Information provided ->
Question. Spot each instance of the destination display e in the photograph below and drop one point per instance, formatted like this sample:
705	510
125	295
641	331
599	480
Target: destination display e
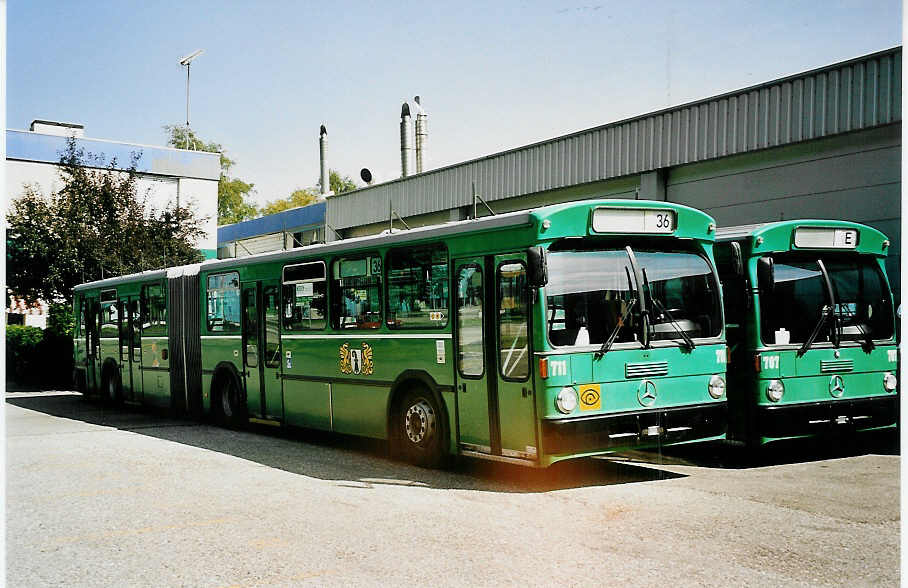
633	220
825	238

* * *

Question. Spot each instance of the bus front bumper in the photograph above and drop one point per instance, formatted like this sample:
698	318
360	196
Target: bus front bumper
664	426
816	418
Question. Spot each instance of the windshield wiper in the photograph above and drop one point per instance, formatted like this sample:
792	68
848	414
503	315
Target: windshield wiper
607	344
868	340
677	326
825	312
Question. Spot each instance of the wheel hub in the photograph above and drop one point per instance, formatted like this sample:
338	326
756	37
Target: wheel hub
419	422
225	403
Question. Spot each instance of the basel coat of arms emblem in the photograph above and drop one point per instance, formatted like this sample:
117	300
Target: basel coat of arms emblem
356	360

Problem to solve -> Locate every line in the data above that contains the string "windshield" and copy each of those lines out in full. Matching is case-sensitive.

Result of the task ->
Question. Spot each instance of the windshield wiper in the photograph above and drop one point per instance, formatted like this sample:
Target: windshield wiper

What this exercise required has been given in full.